▶ [Document passage]
######

To evaluate potential differences in RT between the groups and response types, RTs were analyzed using a mixed design ANOVA with group (meditator versus controls) as the between-group factor and response type (default, error, and switch) as the within-group factor. As in experiment 1, the frequency of false alarms (pressing the switch response button when a non-target was presented) was very low for both meditators (bimodal 1 RST: M = 1.6, SD = 2.22; bimodal 2 RST: M = 4.7, SD = 7.23) and controls (bimodal 1 RST: M = 3, SD = 3.83; bimodal 2 RST: M = 4.2, SD = 5.55), and consistent with previous RST studies (e.g., Cheyne et al. 2012), false alarms were not included in the data analyses. For all analyses, a p value of 0.05 was adopted for significance.
Results
The overall results of the error rates of meditators and controls in both the bimodal 1 RST and bimodal 2 RST are summarized in Table 2. As in experiment 1, our main results show that meditators had lower error rates than controls, indicating fewer lapses of sustained attention. In the bimodal 1 RST, meditators made significantly fewer errors (M = 4.3%, SD = 7.9) than controls (M = 13.9% (SD = 11.7), t (34) = − 2.87; p < 0.01, d = 0.96. Similarly, in the bimodal 2 RST, meditators made significantly fewer errors (M = 14.8%, SD = 15.1) than controls (M = 29.7%, SD = 16.8), t (34) = − 2.79; p < 0.01, d = 0.93. Correlation analyses on error rates across tasks for each group revealed significant correlations for meditators (r = 0.60, p < 0.01) and controls (r = 0.64, p < 0.01), indicating consistent performance across modality conditions.
Table 3 summarizes the meditators’ and controls’ mean RTs for the default, error, and switch responses. For each task, the RT data was analyzed by a mixed design ANOVA with group as the between-group factor and response type (default, error, and switch) as the within-group factor. As shown in Table 4, the results for the bimodal 1 RST yielded no significant effects for group (F (1, 34) = 0.37; p = 0.54), response type (F (2, 68) = 1.87; p = 0.16), or the group × response type interaction (F (2, 68) = 0.18; p = 0.84). For the bimodal 2 RST, no significant effect was found for group (F (1, 34) = 3.59; p = 0.08) or the group × response type interaction (F (2, 68) = 0.25 p = 0.78). The response type main effect was significant (F (2, 68) = 15.76; p < 0.01, η p 2 = 0.32). Tukey’s post hoc tests following up the response type main effect result revealed that switch RT was significantly longer than both default and error RT (both comparisons p < 0.01).

######

▶ [Jobs]
- A) Duplicate the stretch of the meditation study excerpt from "To evaluate potential" through "adopted for significance.".
- B) Condense the paragraph of the meditation study excerpt beginning "The overall results of the error rates" into a short list that keeps its main findings and figures.

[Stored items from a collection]

######

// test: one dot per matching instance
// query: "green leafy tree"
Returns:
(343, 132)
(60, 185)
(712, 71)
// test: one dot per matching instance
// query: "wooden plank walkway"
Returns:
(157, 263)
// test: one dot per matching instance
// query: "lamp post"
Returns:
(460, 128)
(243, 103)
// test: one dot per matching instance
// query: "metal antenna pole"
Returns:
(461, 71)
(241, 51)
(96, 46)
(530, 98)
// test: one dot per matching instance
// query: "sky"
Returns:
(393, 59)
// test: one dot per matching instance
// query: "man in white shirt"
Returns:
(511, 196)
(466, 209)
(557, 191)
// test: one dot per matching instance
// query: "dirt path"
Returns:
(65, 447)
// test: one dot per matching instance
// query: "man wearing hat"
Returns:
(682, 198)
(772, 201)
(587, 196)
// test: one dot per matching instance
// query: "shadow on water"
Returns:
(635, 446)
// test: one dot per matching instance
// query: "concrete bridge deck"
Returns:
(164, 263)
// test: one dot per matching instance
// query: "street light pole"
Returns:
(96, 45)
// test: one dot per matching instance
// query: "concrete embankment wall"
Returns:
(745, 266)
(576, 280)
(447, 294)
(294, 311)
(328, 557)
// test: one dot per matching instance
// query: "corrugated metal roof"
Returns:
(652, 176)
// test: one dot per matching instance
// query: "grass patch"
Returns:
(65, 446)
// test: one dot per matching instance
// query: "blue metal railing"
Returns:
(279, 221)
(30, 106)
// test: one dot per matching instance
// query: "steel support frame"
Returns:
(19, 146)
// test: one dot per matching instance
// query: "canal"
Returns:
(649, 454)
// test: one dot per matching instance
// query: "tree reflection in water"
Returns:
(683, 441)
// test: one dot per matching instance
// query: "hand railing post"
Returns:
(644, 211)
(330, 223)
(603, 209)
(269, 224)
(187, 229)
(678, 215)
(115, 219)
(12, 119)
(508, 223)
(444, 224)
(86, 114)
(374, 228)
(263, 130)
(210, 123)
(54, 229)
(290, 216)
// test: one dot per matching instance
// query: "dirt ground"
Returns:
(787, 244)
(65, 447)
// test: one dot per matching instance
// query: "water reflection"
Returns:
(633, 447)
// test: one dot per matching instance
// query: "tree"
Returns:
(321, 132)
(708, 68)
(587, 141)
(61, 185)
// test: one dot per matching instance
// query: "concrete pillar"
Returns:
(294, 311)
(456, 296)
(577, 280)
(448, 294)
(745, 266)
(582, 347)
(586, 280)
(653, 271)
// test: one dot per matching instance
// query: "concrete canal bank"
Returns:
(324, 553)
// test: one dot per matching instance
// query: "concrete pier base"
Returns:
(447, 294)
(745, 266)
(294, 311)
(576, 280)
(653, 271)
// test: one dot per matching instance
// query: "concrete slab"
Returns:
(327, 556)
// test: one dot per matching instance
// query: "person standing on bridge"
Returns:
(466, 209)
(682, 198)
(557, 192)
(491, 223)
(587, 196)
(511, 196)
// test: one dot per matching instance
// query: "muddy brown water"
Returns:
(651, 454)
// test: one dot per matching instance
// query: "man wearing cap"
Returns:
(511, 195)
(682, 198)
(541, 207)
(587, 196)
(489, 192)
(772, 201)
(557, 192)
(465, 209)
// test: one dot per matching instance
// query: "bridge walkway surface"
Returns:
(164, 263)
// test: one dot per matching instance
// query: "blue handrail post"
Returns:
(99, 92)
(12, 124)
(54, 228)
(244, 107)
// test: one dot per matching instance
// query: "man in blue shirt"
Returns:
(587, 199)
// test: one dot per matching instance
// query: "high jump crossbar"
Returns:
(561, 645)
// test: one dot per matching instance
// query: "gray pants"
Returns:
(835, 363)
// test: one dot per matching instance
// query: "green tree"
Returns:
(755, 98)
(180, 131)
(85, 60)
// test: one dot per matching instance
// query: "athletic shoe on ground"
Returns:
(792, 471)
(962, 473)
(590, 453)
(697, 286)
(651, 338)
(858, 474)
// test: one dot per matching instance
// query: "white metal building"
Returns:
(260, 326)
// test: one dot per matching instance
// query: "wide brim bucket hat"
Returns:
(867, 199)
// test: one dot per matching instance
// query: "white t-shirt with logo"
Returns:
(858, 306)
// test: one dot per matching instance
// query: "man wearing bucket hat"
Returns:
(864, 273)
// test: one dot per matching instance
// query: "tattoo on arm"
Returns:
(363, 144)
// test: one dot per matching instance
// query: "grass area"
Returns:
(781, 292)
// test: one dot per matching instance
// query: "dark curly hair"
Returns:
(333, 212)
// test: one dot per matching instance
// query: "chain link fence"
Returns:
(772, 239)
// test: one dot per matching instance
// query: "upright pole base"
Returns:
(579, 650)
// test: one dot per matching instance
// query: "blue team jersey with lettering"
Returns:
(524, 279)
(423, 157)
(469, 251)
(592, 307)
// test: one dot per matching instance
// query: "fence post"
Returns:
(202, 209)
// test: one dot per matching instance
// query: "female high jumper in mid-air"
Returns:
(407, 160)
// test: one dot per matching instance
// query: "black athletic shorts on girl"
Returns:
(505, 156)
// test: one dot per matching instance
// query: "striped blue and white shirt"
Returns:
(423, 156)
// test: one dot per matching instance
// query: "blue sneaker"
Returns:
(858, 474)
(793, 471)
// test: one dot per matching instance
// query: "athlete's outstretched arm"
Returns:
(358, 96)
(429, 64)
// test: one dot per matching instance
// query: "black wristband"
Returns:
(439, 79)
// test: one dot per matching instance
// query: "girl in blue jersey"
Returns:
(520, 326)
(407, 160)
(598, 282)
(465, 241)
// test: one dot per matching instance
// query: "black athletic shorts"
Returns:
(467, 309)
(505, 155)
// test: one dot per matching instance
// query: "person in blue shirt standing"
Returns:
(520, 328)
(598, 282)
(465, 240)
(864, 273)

######

▶ [Results]
- A)
To evaluate potential differences in RT between the groups and response types, RTs were analyzed using a mixed design ANOVA with group (meditator versus controls) as the between-group factor and response type (default, error, and switch) as the within-group factor. As in experiment 1, the frequency of false alarms (pressing the switch response button when a non-target was presented) was very low for both meditators (bimodal 1 RST: M = 1.6, SD = 2.22; bimodal 2 RST: M = 4.7, SD = 7.23) and controls (bimodal 1 RST: M = 3, SD = 3.83; bimodal 2 RST: M = 4.2, SD = 5.55), and consistent with previous RST studies (e.g., Cheyne et al. 2012), false alarms were not included in the data analyses. For all analyses, a p value of 0.05 was adopted for significance.

- B)
- Meditators had lower error rates than controls in both the bimodal 1 RST and the bimodal 2 RST, as in experiment 1. This indicates fewer lapses of sustained attention. Table 2 summarizes the results.
- Bimodal 1 RST: meditators M = 4.3% (SD = 7.9) vs. controls M = 13.9% (SD = 11.7); t (34) = −2.87, p < 0.01, d = 0.96.
- Bimodal 2 RST: meditators M = 14.8% (SD = 15.1) vs. controls M = 29.7% (SD = 16.8); t (34) = −2.79, p < 0.01, d = 0.93.
- Error rates correlated significantly across tasks for both meditators (r = 0.60, p < 0.01) and controls (r = 0.64, p < 0.01). This indicates consistent performance across modality conditions.